═══ Data supplied

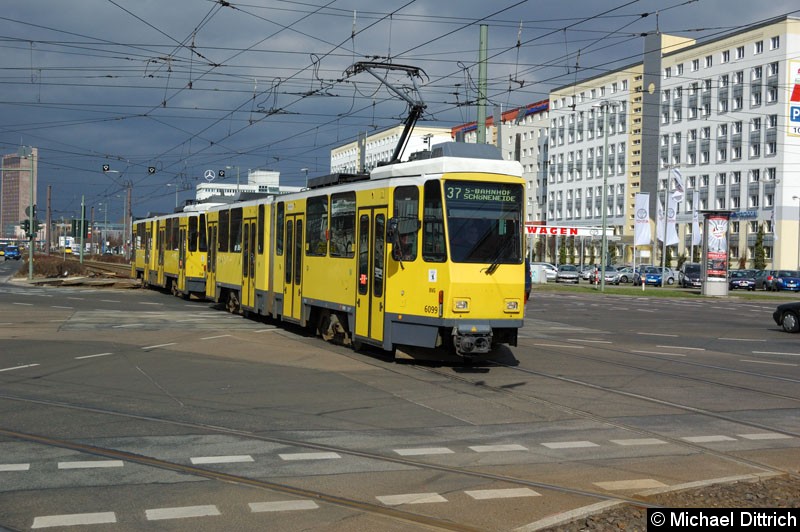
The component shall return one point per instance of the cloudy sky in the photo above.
(190, 85)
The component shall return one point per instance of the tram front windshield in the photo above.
(483, 221)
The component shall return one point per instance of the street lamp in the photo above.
(796, 198)
(604, 106)
(237, 176)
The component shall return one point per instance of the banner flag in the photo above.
(641, 228)
(697, 236)
(672, 229)
(679, 190)
(774, 227)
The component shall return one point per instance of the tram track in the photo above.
(430, 522)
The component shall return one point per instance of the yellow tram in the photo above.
(418, 256)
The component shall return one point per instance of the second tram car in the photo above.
(420, 255)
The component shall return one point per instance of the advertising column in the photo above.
(715, 252)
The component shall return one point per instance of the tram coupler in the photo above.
(472, 339)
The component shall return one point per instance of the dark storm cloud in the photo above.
(190, 85)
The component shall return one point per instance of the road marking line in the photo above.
(159, 345)
(502, 493)
(638, 484)
(775, 353)
(282, 506)
(309, 456)
(410, 498)
(15, 467)
(708, 439)
(20, 367)
(639, 441)
(681, 347)
(158, 514)
(569, 444)
(567, 346)
(765, 436)
(91, 465)
(221, 459)
(498, 448)
(74, 519)
(93, 356)
(423, 451)
(768, 363)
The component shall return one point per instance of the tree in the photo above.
(759, 254)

══════

Exercise directions:
Reproduce the full material exactly, excluding the pictures.

Output of the exercise:
The component shall return one point per instance of the cloudy sky in the photo above.
(190, 85)
The component shall return one point per instance of the tram front windshield in the photo above.
(483, 221)
The component shall return one point per instance of the street lamp in the photo above.
(796, 198)
(604, 106)
(237, 176)
The component shall return one point per instance of the banner flag in the photo above.
(641, 228)
(697, 236)
(672, 229)
(679, 190)
(774, 227)
The component shall return one point per instance of the tram track in the photo above.
(430, 522)
The component shall return one point per instance of the yellow tram in the photo above.
(418, 256)
The component shall return one point per instance of the second tram car in the photo above.
(420, 255)
The component shall return one point per instance of the advertising column in the photo above.
(715, 252)
The component shall return one point per instance of the tram coupler in the photo above.
(472, 339)
The component shall return one point per instance of the dark storm cloud in the photo above.
(190, 85)
The component shall return one point per instance of the road marking line in the photo above.
(159, 345)
(502, 493)
(638, 484)
(775, 353)
(282, 506)
(309, 456)
(410, 498)
(15, 467)
(708, 439)
(20, 367)
(639, 441)
(681, 347)
(158, 514)
(569, 444)
(567, 346)
(765, 436)
(91, 465)
(221, 459)
(498, 448)
(74, 519)
(93, 356)
(423, 451)
(768, 363)
The component shall return one point per instance of the tree in the photo above.
(759, 254)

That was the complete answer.